2. The learning device according to claim 1 , the processor further configured to execute a method comprising:
receiving the datasets as input; and
causing prediction of the solution of the machine learning problem by using the parameter learned.
3. The learning device according to claim 1 ,
wherein an individual vector included in the datasets includes an observed value of features for a number according to the datasets, and
the processor further configured to execute a method comprising:
generating the feature latent vector by performing sampling from a Gaussian distribution based on a neural network that takes, as input, the observed value of one feature among individual features and the observed value of features other than the one feature among the individual features.
4. The learning device according to claim 1 , the processor further configured to execute a method comprising:
generating the instance latent vector by performing sampling from a Gaussian distribution based on a neural network that takes, as input, the observation vectors and a set of feature latent vectors.
5. The learning device according to claim 1 , the processor further configured to execute a method comprising:
predicting the solution by a Gaussian distribution based on a neural network that takes, as input, the feature latent vector and the instance latent vector.
6. The learning device according to claim 1 , the processor further configured to execute a method comprising:
learning the parameter of the model with a Monte Carlo approximation of a lower limit of log likelihood for each of the plurality of datasets as the predetermined objective function, in a case where the machine learning problem is a density estimation problem.
7. A computer implemented method for learning, comprising:
inputting a plurality of datasets of different feature spaces;
generating a feature latent vector indicating a property of an individual feature of the datasets for each of the datasets;
generating an instance latent vector indicating the property of each observation vector of the observation vectors included in the datasets;
predicting a solution by a model for solving a machine learning problem of interest by using the feature latent vector and the instance latent vector; and
learning a parameter of the model by optimizing a predetermined objective function by using the feature latent vector, the instance latent vector and the solution for each of the datasets.

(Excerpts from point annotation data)
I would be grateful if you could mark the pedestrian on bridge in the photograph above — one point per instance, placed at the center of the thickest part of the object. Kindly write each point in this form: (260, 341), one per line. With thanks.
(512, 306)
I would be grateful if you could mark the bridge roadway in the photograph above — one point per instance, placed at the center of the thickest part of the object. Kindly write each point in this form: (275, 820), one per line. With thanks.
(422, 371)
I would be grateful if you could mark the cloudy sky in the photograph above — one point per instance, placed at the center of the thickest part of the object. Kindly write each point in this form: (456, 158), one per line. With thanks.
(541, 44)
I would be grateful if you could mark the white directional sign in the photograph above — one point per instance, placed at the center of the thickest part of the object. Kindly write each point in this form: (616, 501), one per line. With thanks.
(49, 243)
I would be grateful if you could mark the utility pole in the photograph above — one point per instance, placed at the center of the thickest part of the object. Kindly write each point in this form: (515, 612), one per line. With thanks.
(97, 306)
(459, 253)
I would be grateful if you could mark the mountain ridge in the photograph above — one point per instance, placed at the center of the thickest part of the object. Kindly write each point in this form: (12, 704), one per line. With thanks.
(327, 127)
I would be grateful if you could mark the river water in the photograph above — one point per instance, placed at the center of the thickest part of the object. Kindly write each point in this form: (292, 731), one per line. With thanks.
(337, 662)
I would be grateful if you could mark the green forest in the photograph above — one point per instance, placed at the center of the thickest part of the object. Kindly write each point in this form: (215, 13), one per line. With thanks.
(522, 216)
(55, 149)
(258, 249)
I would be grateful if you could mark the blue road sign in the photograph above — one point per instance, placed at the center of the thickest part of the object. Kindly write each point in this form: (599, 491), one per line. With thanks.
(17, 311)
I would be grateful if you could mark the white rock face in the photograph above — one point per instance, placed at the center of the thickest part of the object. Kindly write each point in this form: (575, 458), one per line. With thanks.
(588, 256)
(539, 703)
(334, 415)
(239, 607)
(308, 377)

* **Work to complete**
In the patent claims, what role does claim 6 give the Monte Carlo approximation of a lower limit of log likelihood, and in what case is it used?

* **Reply**
It serves as the predetermined objective function for learning the model's parameter, computed for each of the plurality of datasets. It is used when the machine learning problem is a density estimation problem.